- What needs to be done
Turn the items below into a two-column CSV with the columns "text" and "answer", one row per item. Put each field in quotes and replace line breaks with spaces.
— START Provided material —
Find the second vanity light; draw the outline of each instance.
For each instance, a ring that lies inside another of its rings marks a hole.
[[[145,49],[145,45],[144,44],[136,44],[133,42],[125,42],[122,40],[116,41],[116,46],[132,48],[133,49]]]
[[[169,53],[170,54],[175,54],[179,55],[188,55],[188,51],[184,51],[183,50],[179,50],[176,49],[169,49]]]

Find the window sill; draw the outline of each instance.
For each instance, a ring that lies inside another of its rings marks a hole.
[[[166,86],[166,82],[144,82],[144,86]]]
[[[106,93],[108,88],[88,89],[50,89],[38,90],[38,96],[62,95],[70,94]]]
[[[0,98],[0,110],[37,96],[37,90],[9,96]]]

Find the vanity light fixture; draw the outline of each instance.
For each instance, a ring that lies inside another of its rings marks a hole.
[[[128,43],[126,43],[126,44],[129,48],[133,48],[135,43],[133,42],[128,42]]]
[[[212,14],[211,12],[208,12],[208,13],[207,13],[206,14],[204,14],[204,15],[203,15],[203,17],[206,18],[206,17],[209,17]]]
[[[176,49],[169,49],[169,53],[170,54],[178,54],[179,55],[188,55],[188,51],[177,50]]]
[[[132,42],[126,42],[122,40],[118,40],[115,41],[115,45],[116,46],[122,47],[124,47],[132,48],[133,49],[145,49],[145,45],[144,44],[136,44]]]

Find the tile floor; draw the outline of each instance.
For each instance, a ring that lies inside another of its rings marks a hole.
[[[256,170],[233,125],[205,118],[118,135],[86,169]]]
— END Provided material —
- Expected answer
text,answer
"Find the second vanity light; draw the outline of each instance. For each instance, a ring that lies inside another of its rings marks a hole.","[[[145,49],[145,45],[144,44],[136,44],[133,42],[125,42],[122,40],[116,41],[116,46],[132,48],[133,49]]] [[[169,53],[170,54],[175,54],[179,55],[188,55],[188,51],[184,51],[183,50],[179,50],[176,49],[169,49]]]"
"Find the window sill; draw the outline of each instance. For each instance, a ring that lies inside another of its rings marks a hole.","[[[166,86],[166,82],[144,82],[144,86]]] [[[106,93],[108,88],[88,89],[50,89],[38,90],[38,96],[62,95],[70,94]]] [[[0,98],[0,110],[37,96],[37,90],[9,96]]]"
"Find the vanity light fixture; draw the outline of each instance. For each instance, a ring that lies inside another of its rings marks a hole.","[[[128,43],[126,43],[126,44],[129,48],[133,48],[135,43],[133,42],[128,42]]] [[[212,14],[211,12],[208,12],[208,13],[207,13],[206,14],[204,14],[204,15],[203,15],[203,17],[206,18],[206,17],[209,17]]] [[[176,49],[169,49],[169,53],[170,54],[178,54],[179,55],[188,55],[188,51],[177,50]]] [[[132,42],[126,42],[122,40],[118,40],[115,41],[115,45],[116,46],[122,47],[124,47],[132,48],[133,49],[145,49],[145,45],[144,44],[136,44]]]"
"Find the tile floor; draw the outline of each instance. For each instance, a ring that lies inside another of its rings marks a hole.","[[[256,170],[233,125],[205,118],[118,135],[86,169]]]"